Could you print every line from the first one of the records below through the line containing "Target: sun glow", with both included and nothing else?

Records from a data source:
=== Section Start ===

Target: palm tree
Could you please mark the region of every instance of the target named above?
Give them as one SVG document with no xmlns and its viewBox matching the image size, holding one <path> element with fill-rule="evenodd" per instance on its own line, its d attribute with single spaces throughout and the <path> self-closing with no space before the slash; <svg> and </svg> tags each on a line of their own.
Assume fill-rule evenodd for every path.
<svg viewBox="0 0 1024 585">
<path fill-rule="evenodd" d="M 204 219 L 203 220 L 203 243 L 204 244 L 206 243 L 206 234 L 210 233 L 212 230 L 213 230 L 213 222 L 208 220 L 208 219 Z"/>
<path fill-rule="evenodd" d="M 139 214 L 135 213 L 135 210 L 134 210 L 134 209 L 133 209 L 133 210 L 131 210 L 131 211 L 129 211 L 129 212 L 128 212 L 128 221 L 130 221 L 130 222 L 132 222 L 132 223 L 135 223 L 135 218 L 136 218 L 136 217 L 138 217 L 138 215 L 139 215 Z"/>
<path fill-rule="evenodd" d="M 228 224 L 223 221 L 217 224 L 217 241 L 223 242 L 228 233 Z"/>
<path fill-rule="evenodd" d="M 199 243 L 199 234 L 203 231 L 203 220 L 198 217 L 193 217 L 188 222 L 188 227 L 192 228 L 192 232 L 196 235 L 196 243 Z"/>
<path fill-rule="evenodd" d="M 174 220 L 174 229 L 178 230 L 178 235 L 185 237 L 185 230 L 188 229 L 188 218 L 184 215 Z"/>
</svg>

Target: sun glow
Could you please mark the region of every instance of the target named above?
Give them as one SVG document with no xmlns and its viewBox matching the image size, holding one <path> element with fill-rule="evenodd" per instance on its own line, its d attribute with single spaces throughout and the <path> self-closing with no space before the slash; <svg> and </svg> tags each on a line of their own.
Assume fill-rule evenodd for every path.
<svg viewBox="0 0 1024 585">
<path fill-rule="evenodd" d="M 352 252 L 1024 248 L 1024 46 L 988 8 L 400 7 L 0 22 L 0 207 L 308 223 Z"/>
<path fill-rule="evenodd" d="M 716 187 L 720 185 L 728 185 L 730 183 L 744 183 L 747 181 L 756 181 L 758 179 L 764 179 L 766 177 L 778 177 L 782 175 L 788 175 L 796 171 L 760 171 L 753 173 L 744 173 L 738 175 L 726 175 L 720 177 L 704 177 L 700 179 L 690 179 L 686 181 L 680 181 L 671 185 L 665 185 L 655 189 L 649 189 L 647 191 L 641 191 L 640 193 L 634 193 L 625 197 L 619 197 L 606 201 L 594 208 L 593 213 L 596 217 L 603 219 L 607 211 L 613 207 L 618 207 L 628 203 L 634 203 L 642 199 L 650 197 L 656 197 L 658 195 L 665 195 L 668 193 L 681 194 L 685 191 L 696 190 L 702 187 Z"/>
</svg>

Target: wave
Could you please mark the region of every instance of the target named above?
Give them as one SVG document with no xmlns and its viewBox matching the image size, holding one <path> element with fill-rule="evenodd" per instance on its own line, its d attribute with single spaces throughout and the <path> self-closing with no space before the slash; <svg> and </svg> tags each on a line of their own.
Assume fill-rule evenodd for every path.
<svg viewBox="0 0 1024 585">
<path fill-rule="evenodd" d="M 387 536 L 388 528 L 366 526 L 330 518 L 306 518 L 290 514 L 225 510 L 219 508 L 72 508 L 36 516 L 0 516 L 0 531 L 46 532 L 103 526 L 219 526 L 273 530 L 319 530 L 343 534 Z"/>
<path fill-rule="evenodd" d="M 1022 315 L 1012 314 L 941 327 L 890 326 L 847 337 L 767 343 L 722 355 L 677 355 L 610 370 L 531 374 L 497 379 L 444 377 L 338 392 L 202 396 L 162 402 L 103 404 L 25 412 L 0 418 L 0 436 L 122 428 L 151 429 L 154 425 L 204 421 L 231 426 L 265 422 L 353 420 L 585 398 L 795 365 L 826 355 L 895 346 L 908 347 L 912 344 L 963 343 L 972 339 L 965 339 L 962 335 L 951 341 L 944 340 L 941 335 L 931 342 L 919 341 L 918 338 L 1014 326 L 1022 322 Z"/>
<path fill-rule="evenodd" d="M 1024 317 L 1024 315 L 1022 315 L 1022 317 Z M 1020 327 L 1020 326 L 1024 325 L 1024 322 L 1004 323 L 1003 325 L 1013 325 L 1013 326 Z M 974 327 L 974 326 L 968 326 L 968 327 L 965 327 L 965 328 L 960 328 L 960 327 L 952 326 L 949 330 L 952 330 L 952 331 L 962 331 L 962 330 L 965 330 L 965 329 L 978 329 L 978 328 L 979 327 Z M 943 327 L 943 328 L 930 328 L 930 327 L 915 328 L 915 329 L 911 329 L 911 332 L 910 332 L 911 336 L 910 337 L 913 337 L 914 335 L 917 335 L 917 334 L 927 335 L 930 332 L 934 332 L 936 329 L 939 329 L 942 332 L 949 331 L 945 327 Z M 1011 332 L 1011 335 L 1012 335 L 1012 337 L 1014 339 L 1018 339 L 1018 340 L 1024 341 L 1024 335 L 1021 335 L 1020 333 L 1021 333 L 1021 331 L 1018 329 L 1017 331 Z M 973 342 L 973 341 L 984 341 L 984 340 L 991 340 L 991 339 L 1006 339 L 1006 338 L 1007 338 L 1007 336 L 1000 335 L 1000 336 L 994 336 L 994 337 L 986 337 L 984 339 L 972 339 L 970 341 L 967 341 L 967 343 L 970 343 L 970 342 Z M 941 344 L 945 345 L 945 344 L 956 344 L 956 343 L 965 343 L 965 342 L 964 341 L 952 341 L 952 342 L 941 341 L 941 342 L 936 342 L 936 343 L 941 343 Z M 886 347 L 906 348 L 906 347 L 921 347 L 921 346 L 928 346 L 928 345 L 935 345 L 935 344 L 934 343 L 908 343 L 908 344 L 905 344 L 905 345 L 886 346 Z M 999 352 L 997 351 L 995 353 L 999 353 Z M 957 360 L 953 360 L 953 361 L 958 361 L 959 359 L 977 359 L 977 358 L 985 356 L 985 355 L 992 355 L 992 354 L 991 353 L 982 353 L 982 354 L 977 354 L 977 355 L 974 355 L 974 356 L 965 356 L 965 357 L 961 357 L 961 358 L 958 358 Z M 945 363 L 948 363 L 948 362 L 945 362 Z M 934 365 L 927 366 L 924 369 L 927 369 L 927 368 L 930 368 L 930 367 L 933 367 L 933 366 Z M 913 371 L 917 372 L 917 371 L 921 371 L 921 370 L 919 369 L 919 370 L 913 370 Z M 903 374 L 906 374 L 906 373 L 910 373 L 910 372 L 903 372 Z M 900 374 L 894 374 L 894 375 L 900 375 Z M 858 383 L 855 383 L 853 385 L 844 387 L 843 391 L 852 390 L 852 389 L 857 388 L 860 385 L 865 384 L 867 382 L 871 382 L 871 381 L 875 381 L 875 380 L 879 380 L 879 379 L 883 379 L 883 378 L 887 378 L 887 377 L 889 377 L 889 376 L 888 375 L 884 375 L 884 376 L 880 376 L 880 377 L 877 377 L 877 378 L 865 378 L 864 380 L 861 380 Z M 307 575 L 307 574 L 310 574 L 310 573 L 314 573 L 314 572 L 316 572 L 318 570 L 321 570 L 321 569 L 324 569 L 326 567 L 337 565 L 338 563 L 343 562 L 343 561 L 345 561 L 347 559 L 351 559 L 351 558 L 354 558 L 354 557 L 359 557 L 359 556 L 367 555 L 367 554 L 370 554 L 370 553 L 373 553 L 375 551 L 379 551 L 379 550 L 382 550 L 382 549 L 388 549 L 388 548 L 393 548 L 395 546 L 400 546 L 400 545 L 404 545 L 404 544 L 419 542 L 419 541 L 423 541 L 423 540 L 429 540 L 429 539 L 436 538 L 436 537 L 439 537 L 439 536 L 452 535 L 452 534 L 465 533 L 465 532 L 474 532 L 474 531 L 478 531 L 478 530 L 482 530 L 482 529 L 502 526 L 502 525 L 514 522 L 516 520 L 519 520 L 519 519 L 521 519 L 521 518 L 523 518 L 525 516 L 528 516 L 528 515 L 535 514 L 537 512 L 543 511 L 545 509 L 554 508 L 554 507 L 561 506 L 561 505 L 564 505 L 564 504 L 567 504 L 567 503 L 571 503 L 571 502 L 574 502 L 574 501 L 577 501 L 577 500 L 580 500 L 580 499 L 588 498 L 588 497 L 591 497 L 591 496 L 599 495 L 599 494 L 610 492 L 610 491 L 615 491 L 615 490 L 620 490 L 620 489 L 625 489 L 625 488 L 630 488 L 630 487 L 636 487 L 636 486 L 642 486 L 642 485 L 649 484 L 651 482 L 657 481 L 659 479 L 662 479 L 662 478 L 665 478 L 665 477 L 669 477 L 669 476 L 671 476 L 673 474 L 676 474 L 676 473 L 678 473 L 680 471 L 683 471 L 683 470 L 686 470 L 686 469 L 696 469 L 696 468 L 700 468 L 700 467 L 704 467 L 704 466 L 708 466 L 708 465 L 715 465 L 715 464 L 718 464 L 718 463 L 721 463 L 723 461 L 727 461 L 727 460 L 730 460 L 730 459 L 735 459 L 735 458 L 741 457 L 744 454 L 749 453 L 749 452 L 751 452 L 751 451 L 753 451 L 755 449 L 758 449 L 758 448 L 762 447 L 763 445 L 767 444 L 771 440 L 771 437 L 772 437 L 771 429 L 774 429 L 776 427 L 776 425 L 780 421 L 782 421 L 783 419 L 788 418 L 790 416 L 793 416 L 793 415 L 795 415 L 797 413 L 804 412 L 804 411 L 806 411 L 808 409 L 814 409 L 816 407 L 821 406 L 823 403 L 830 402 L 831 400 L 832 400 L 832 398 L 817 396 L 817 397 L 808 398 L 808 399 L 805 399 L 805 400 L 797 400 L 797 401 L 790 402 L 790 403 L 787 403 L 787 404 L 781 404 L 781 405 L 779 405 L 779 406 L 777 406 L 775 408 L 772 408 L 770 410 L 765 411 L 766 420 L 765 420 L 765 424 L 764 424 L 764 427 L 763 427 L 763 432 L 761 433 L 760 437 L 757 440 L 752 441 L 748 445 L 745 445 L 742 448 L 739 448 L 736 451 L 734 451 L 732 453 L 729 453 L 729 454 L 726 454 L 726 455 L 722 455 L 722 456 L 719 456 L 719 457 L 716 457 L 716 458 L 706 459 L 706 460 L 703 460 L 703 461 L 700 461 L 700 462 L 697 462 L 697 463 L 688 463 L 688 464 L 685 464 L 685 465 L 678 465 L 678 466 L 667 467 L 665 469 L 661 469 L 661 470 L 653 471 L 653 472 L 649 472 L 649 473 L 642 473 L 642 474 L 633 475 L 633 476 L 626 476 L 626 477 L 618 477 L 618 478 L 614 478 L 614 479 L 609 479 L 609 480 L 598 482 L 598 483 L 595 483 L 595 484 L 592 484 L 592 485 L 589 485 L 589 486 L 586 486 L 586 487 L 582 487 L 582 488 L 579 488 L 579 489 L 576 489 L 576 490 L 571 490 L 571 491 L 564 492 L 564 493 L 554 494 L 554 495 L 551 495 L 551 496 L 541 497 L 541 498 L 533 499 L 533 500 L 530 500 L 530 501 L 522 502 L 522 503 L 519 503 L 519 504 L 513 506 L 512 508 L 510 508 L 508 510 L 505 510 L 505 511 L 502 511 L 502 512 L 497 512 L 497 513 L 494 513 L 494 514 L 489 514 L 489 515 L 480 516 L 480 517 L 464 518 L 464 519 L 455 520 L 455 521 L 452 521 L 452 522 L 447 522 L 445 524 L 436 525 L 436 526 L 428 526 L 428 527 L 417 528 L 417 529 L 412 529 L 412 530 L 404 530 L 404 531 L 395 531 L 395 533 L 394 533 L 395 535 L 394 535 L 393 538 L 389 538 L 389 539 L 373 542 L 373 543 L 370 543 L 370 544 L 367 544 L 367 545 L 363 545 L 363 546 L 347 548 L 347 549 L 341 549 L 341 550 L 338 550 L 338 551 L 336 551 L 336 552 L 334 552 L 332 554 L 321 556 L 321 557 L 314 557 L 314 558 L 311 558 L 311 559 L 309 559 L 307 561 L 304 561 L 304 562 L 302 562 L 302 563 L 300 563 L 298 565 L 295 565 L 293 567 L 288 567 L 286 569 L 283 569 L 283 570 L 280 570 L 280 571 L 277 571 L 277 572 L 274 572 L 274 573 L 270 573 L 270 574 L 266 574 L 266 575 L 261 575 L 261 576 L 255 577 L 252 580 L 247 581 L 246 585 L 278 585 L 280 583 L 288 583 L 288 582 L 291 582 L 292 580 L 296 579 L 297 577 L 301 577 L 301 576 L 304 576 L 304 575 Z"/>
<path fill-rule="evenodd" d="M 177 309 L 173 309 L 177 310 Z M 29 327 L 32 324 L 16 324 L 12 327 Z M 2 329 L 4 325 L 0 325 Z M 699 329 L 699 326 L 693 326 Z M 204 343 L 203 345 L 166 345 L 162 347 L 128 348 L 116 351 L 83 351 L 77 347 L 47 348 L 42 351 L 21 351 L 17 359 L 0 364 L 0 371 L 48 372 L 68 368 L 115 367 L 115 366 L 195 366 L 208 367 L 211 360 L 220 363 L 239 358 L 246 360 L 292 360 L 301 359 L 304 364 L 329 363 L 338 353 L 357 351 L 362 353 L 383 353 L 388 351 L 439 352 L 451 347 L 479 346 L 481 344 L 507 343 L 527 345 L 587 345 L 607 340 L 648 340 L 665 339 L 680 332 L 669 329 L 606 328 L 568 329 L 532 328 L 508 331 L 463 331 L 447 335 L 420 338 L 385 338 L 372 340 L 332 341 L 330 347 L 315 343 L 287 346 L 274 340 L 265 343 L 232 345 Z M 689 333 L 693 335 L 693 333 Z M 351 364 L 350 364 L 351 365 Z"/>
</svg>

=== Section End ===

Result of this exercise:
Target: palm tree
Could you please mark the region of every instance of the target named above?
Give them as one SVG document with no xmlns and its viewBox matching the image size, holding one <path> element with fill-rule="evenodd" per instance on its own line, its d attribute with single spaces throughout and the <path> self-closing with no space before the slash; <svg> and </svg> tags each on a line of their own.
Assume fill-rule evenodd for every path.
<svg viewBox="0 0 1024 585">
<path fill-rule="evenodd" d="M 204 219 L 203 220 L 203 243 L 204 244 L 206 243 L 206 234 L 210 233 L 212 230 L 213 230 L 213 222 L 208 220 L 208 219 Z"/>
<path fill-rule="evenodd" d="M 139 214 L 135 213 L 135 210 L 134 210 L 134 209 L 133 209 L 133 210 L 131 210 L 131 211 L 129 211 L 129 212 L 128 212 L 128 221 L 130 221 L 130 222 L 132 222 L 132 223 L 135 223 L 135 218 L 136 218 L 136 217 L 138 217 L 138 215 L 139 215 Z"/>
<path fill-rule="evenodd" d="M 228 224 L 223 221 L 217 224 L 217 241 L 223 242 L 228 233 Z"/>
<path fill-rule="evenodd" d="M 199 243 L 199 234 L 203 231 L 203 220 L 198 217 L 193 217 L 188 222 L 188 227 L 192 228 L 192 232 L 196 235 L 196 243 Z"/>
<path fill-rule="evenodd" d="M 174 220 L 174 229 L 178 230 L 178 235 L 185 237 L 185 230 L 188 229 L 188 218 L 184 215 Z"/>
</svg>

Target: sun glow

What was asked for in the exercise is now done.